## LISTED ENTRIES:
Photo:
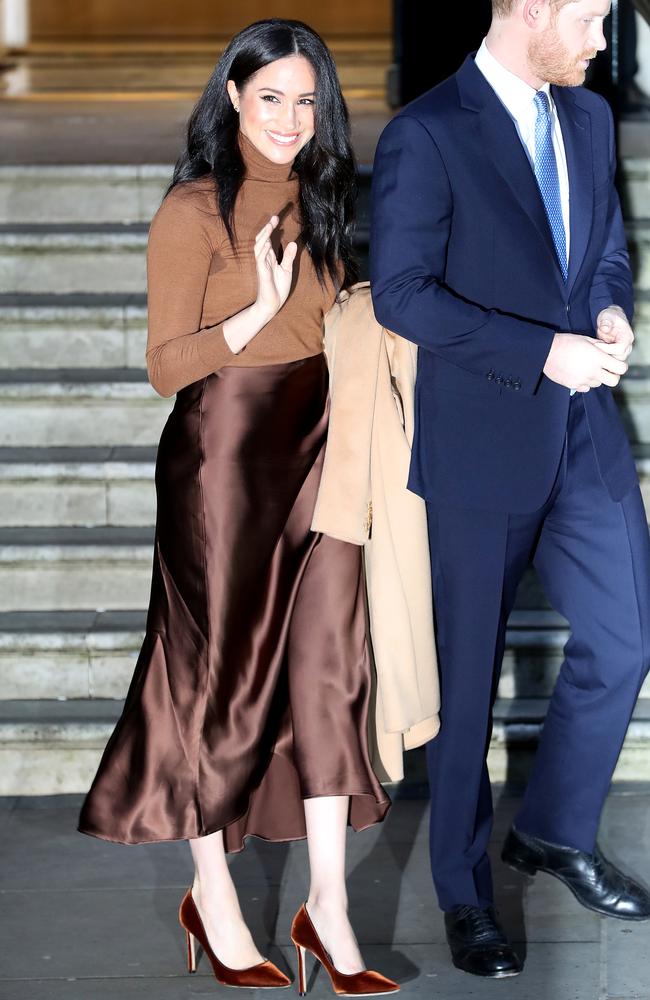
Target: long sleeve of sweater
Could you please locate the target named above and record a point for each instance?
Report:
(179, 257)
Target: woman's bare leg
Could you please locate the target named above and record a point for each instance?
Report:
(327, 903)
(216, 900)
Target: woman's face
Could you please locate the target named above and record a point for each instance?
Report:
(276, 107)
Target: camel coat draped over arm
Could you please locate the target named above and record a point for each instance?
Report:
(363, 499)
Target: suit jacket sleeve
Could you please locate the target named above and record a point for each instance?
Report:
(612, 282)
(411, 228)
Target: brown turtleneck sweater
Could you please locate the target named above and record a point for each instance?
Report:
(196, 281)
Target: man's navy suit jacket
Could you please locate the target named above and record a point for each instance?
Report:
(463, 264)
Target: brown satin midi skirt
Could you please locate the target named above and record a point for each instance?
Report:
(252, 688)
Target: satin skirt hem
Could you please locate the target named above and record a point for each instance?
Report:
(252, 688)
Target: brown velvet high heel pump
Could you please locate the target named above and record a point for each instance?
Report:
(264, 976)
(359, 984)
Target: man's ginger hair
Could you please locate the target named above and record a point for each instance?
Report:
(504, 8)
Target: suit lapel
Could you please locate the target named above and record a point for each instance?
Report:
(501, 142)
(576, 134)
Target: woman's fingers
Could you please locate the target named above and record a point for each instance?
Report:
(289, 256)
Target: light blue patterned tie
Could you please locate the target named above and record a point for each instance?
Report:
(547, 177)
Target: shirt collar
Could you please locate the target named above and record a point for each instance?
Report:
(514, 93)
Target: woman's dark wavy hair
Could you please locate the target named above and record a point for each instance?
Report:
(325, 165)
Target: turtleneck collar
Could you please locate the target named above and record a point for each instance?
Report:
(259, 167)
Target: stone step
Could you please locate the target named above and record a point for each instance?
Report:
(77, 487)
(75, 569)
(72, 654)
(103, 487)
(128, 194)
(79, 408)
(73, 331)
(108, 407)
(73, 258)
(86, 331)
(53, 747)
(108, 568)
(89, 654)
(110, 258)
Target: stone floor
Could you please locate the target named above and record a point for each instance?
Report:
(85, 920)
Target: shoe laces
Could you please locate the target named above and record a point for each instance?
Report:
(482, 922)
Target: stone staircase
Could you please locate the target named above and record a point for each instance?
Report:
(78, 429)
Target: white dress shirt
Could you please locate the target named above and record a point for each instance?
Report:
(518, 98)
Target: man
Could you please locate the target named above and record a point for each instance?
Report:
(498, 247)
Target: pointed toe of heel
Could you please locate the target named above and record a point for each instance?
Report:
(359, 984)
(264, 976)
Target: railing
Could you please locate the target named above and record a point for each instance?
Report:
(643, 7)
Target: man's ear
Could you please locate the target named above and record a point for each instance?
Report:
(536, 14)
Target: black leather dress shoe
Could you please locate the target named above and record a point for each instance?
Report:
(478, 945)
(593, 880)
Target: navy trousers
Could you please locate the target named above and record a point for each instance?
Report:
(593, 558)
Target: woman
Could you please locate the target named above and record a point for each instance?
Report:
(248, 710)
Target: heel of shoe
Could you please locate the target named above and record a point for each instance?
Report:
(191, 952)
(302, 973)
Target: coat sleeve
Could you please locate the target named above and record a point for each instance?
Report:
(411, 225)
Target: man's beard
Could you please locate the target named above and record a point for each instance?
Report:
(549, 57)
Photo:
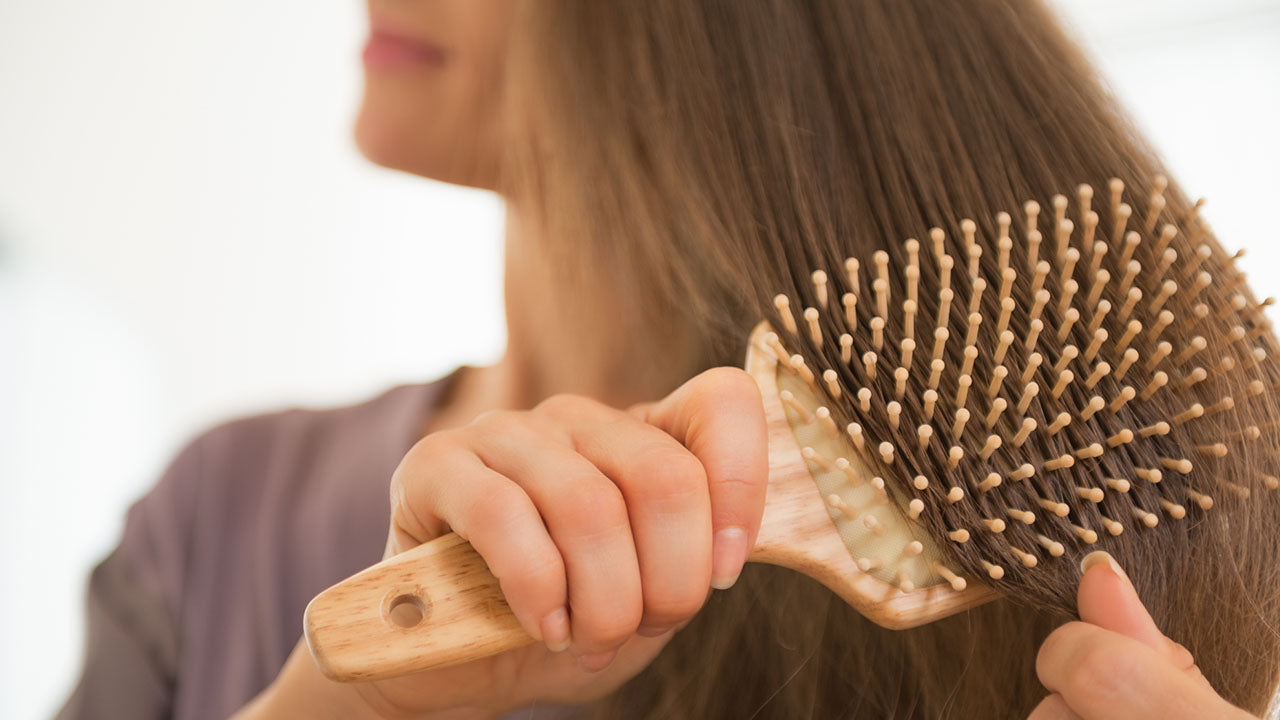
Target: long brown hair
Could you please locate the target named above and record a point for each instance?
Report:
(702, 155)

## WHAT IS EXPECTED:
Could you print every one of the items above again, word for word, leaving the pictures out?

## RESPONSE:
Photo:
Target: long sleeve of sweater
Could you please locate the target named above and record a point for each instance?
Report:
(179, 257)
Target: woman's bare leg
Could you please locate the target named above and record a point for each instance?
Report:
(327, 903)
(216, 900)
Target: woman's face
Could you please locate the target named above and record a point for each instance?
Report:
(276, 107)
Target: camel coat draped over arm
Could you please locate the target named above and record a point for each instance?
Report:
(363, 499)
Target: suit jacket sleeve
Could you please locate the target named above and record a point for each instance?
Report:
(612, 282)
(411, 228)
Target: brown turtleneck sweater
Could you please locate the target named above and record a point for each instance?
Report:
(196, 281)
Target: man's navy suit jacket
Could you please locate the target named above and record a point for each instance?
Report:
(463, 264)
Target: brown satin midi skirt
Could you please locate the target named above and record a point for each instance?
Report:
(252, 688)
Target: satin skirt hem
Could you please locate the target named above and record a point for each instance?
Report:
(252, 688)
Target: brown velvet high heel pump
Could you please locate the target named above and record a point for each instance?
Report:
(264, 976)
(359, 984)
Target: man's ginger hair
Could you please locate the target named above and record a point for each instance?
Report:
(504, 8)
Target: suit lapel
Could you please locate the target named above and record a point for each instance?
Report:
(501, 142)
(576, 134)
Target: woman's fingers
Could you please locate the target named above and record a point for each instance?
Report:
(289, 256)
Target: light blue patterned tie
Could you please locate the target named above and record a point for each instance?
Report:
(547, 177)
Target: shirt collar
Could you please locate the target named above and record a point for each instance?
Report:
(514, 93)
Target: woman's dark wavy hair
Could you please locate the target named above and record a point for each instance?
Report:
(325, 165)
Target: turtleneck collar
Could you please locate the target named above and record a point for each instance?
Report:
(259, 167)
Target: stone step
Could you please locate the target named above and record a point for each instance?
Report:
(77, 487)
(75, 569)
(72, 654)
(103, 487)
(128, 194)
(79, 408)
(73, 331)
(108, 407)
(73, 258)
(86, 331)
(53, 747)
(108, 568)
(89, 654)
(110, 258)
Target: stone floor
Could you please locate the target named above and record a point for each instance?
Report:
(85, 920)
Target: shoe laces
Could you please locate the target named above and record a point for each instance?
Report:
(482, 922)
Target: stone staircase
Could you please locate the target named above and record a point for each instance?
Report:
(78, 429)
Target: white dress shirt
Could you please locate the target named above and record a point for each instance?
Report:
(518, 98)
Target: man
Could you please locate the target named above and record a point for each instance?
Report:
(498, 247)
Target: pointed toe of heel
Could you please locate the target named above and record a point for each instance?
Report:
(359, 984)
(264, 976)
Target: railing
Could you please locate the target named above and record a point for each instance?
Report:
(643, 7)
Target: man's ear
Could you please locate the target named above and record a point for each instance?
Report:
(536, 14)
Target: black leather dress shoe
Could you please locate the target named above and record a point for each instance?
Report:
(478, 945)
(593, 880)
Target: navy trousers
Could you please locate the target named above and record a point for each instance?
Report:
(593, 558)
Target: woman
Could you please locate the target named above and record a point for each instance?
Report:
(248, 710)
Target: heel of shoe
Could you please locate the target named above and record a point for each instance?
Report:
(191, 952)
(302, 973)
Target: coat sleeve
Could you please locate the target named above and record a point for each instance?
Report:
(411, 225)
Target: man's beard
Could you please locate the target named above and record a point for each instance?
Report:
(549, 57)
Photo:
Target: long brown hair
Could you please locate the target named above and record a point for each instance?
Report:
(702, 155)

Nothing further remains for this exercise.